## [Task directions]
Write out the Five Gables Inn text word for word, everything from "Just ask Mid" down to "for a spell.".

## [Provided text]
Five Gables Inn - An East Boothbay, Maine bed and breakfast on Linekin Bay, Boothbay Harbor, ME
Reviews

Down East

Just ask Mid and De Kennedy, the owners of the Five Gables Inn in East Boothbay, who say they always encourage people to try to stay at least a couple days when they make their reservations.  This is not a sales ploy – the inn’s fifteen rooms are often booked well in advance, and trying to make a last-minute summer weekend reservation there is laughable (although they’d never laugh out loud at you; they’re far too nice).  It’s just that they believe a true vacation means staying put in one place for a spell.

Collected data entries
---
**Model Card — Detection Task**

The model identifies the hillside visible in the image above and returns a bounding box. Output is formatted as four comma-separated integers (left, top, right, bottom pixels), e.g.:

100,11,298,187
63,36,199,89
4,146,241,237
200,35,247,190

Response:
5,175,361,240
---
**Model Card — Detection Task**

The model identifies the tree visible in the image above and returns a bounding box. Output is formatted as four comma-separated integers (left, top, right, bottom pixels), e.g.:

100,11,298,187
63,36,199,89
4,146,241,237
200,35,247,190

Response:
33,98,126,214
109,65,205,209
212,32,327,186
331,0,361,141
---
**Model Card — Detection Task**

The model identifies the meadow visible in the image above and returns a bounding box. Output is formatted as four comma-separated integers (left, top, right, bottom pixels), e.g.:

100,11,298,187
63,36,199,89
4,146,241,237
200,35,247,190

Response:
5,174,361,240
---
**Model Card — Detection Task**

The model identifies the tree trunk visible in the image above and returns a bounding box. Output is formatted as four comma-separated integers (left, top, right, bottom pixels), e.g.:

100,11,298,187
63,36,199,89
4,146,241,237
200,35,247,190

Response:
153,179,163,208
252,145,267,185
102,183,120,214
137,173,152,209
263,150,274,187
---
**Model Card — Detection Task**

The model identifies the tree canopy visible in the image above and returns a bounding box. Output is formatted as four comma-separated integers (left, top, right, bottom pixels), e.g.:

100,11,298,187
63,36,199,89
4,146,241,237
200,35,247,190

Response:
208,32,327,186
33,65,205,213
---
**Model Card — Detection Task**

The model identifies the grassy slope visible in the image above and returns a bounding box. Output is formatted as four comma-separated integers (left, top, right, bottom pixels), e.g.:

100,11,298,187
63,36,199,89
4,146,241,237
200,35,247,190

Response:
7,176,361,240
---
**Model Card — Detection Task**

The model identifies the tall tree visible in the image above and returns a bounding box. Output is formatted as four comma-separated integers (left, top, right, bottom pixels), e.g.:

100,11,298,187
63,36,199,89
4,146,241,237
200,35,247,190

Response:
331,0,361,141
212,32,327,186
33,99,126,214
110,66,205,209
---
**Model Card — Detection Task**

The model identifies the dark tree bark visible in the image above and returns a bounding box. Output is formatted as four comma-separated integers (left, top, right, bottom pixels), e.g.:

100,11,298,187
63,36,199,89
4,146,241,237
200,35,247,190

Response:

## [Output below]
Just ask Mid and De Kennedy, the owners of the Five Gables Inn in East Boothbay, who say they always encourage people to try to stay at least a couple days when they make their reservations.  This is not a sales ploy – the inn’s fifteen rooms are often booked well in advance, and trying to make a last-minute summer weekend reservation there is laughable (although they’d never laugh out loud at you; they’re far too nice).  It’s just that they believe a true vacation means staying put in one place for a spell.